Transcribe the records below exactly, leaving out any pictures.

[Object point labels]
-- START --
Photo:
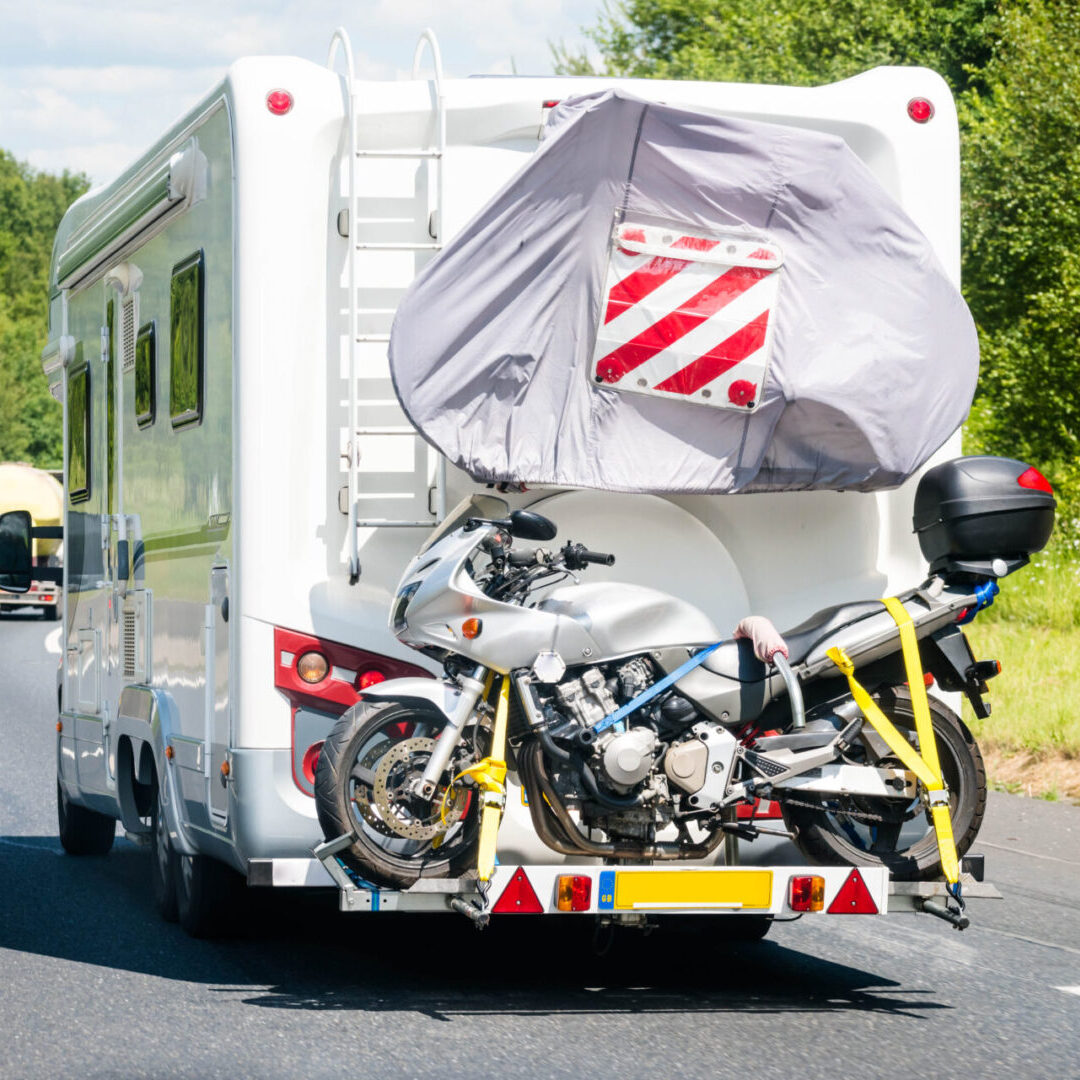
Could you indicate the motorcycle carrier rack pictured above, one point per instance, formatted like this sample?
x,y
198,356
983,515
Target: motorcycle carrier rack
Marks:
-- END --
_Complete response_
Photo:
Could you indicate the motorcycle carrier rack pictured above, one point per instance, formatted like this sample?
x,y
198,356
983,515
Target: motorcycle carrier rack
Marks:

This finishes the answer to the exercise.